### Directive 1
Work out how many lines of the listing contain the string "wooden", and reply with that number alone.

You are viewing a plain text version of this content. The canonical link for it is here.

Posted to user@hbase.apache.org by Laura Biester <la...@pinterest.com.INVALID> on 2017/05/12 18:40:05 UTC

TableMapReduceUtil.initTableSnapshotMapperJob upgrade from HBase .94 to HBase 1.2.1

Hi everyone,

We are currently working on upgrading from Hbase 0.94 to HBase 1.2. We use
TableMapReduceUtil.initTableSnapshotMapperJob to read snapshots that are
stored on s3 in a few hadoop jobs.

I am working on upgrading the jobs for the new snapshots to use the HBase
1.2 jar, and this is causing a few problems. In particular, I am having
problems with what seems like new code, saying that the restoreDir and
rootDir are in different filesystems. This is the code:

    if(!restoreDir.getFileSystem(conf).getUri().equals(rootDir.getFileSystem(conf).getUri()))
{
      throw new IllegalArgumentException("Filesystems for restore directory
and HBase root directory should be the same");
    } else if(restoreDir.toUri().getPath().startsWith(rootDir.toUri().getPath()))
{
      throw new IllegalArgumentException("Restore directory cannot be a sub
directory of HBase root directory. RootDir: " + rootDir + ", restoreDir: "
+ restoreDir);

And this is the exception:

Exception in thread "main" java.lang.IllegalArgumentException: Filesystems
for restore directory and HBase root directory should be the same
        at
org.apache.hadoop.hbase.snapshot.RestoreSnapshotHelper.copySnapshotForScanner(RestoreSnapshotHelper.java:716)
        at
org.apache.hadoop.hbase.mapreduce.TableSnapshotInputFormatImpl.setInput(TableSnapshotInputFormatImpl.java:403)
        at
org.apache.hadoop.hbase.mapreduce.TableSnapshotInputFormat.setInput(TableSnapshotInputFormat.java:205)
        at
org.apache.hadoop.hbase.mapreduce.TableMapReduceUtil.initTableSnapshotMapperJob(TableMapReduceUtil.java:365)

Our restoreDir is on the hadoop cluster in HDFS, and the rootDir is on s3,
so the first exception is thrown. I also tried setting the restoreDir to be
on s3, but that caused another exception.

Exception in thread "main" java.io.IOException:
java.util.concurrent.ExecutionException:
java.lang.IllegalArgumentException: Wrong FS: s3n://..., expected:
hdfs://...

We didn't see this problem at all in the old jobs that read HBase .94
snapshots with the 94 jar, where the restoreDir was on hdfs and the rootDir
was on s3. All of the paths have remained unchanged. I noticed that the
docs for the last argument changed slightly,

tableRootDir - The directory where the temp table will be created
<https://hbase.apache.org/0.94/apidocs/org/apache/hadoop/hbase/mapreduce/TableMapReduceUtil.html#initTableSnapshotMapperJob(java.lang.String,%20org.apache.hadoop.hbase.client.Scan,%20java.lang.Class,%20java.lang.Class,%20java.lang.Class,%20org.apache.hadoop.mapreduce.Job,%20boolean,%20org.apache.hadoop.fs.Path)>
to
tmpRestoreDir - a temporary directory to copy the snapshot files into.

### Supplied records
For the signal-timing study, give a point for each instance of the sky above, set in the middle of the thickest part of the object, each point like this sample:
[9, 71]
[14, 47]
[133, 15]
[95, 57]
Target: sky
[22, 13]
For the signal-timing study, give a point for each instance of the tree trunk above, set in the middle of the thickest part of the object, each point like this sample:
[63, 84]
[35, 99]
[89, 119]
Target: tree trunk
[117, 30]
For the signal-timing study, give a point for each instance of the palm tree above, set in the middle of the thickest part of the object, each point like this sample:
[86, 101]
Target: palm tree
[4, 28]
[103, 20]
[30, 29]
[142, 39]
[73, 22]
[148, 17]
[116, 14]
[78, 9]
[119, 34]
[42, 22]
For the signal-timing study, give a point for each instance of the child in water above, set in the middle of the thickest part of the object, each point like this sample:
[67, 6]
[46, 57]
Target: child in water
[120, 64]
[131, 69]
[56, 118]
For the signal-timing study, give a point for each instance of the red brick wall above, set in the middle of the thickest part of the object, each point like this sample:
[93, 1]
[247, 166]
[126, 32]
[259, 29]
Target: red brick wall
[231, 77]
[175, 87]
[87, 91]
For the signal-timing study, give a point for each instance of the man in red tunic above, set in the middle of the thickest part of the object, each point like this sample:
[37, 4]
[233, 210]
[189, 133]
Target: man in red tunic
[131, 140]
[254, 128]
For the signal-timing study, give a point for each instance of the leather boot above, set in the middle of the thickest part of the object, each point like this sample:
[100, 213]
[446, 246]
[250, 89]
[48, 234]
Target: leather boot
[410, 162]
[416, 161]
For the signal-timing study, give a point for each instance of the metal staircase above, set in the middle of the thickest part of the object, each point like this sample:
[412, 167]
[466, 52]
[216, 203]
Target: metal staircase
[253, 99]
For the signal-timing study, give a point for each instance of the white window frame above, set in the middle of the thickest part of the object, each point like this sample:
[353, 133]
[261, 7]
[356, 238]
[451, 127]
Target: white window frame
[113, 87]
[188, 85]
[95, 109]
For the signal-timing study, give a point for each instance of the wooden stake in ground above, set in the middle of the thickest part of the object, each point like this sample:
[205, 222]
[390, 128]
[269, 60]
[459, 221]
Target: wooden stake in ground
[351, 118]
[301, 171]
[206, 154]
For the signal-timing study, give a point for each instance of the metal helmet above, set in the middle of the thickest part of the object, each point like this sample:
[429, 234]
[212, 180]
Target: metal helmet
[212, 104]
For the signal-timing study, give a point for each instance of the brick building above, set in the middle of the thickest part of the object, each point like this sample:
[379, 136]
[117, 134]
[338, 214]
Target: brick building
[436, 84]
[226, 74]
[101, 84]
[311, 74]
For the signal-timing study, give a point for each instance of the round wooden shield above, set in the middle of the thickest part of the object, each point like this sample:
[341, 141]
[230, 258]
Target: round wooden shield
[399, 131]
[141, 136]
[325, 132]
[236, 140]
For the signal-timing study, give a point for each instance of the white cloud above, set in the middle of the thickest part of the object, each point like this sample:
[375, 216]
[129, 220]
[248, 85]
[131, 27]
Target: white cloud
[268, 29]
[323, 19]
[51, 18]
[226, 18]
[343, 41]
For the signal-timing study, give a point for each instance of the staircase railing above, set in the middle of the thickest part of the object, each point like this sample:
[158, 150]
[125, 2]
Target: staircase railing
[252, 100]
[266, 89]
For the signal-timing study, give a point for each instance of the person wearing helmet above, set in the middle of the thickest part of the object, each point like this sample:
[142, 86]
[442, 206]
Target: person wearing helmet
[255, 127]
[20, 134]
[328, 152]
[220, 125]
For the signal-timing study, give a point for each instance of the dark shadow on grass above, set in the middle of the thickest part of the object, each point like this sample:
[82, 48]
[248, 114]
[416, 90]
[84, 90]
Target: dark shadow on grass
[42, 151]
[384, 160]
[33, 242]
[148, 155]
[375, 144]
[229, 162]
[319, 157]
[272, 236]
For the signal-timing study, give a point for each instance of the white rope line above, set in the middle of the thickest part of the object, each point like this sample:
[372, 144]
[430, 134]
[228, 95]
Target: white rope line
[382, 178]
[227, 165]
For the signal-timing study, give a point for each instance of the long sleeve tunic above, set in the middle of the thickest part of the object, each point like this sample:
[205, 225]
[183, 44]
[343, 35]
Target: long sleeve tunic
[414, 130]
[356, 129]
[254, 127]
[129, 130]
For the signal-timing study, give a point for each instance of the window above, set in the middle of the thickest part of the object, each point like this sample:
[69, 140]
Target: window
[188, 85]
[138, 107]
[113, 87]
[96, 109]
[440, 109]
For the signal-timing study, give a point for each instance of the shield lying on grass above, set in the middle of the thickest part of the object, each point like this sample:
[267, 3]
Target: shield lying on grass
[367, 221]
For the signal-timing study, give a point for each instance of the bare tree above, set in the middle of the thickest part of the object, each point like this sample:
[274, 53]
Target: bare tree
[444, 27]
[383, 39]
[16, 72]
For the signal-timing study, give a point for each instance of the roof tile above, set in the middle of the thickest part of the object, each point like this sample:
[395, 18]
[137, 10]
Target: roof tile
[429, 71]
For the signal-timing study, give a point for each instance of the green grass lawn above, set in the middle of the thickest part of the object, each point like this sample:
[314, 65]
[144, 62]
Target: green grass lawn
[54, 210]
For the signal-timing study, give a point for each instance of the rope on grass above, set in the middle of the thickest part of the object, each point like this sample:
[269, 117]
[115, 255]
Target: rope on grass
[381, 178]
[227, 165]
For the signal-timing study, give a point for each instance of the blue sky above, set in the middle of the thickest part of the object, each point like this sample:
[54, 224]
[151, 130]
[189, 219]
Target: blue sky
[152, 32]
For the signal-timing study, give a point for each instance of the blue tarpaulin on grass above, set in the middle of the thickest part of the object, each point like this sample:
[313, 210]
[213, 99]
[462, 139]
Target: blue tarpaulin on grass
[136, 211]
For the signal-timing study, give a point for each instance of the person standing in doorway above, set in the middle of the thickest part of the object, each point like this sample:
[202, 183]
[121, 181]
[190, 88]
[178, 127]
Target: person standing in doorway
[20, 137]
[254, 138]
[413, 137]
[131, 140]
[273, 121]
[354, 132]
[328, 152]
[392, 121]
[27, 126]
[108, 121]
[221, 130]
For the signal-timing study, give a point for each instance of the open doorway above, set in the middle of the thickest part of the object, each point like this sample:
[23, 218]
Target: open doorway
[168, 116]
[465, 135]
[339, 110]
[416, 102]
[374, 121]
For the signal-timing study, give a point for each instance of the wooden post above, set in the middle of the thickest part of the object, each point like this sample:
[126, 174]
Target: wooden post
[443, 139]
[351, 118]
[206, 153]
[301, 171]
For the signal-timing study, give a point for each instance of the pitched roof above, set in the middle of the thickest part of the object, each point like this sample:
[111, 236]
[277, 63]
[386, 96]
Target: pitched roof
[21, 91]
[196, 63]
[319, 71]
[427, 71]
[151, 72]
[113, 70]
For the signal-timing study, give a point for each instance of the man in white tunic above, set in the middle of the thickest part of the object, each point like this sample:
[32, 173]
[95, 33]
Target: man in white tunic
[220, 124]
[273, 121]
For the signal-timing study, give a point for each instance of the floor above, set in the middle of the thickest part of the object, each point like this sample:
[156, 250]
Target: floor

### Directive 2
Please answer these questions about the HBase upgrade post, one line each:
(a) Which HBase version is the team upgrading from, and to which version?
(b) Where does the post say the restoreDir and the rootDir are located?
(c) What is the last argument called in the newer docs, after being tableRootDir?

### Correct answer 1
6

### Correct answer 2
(a) From HBase 0.94 to HBase 1.2.
(b) The restoreDir is on the hadoop cluster in HDFS, and the rootDir is on s3.
(c) tmpRestoreDir.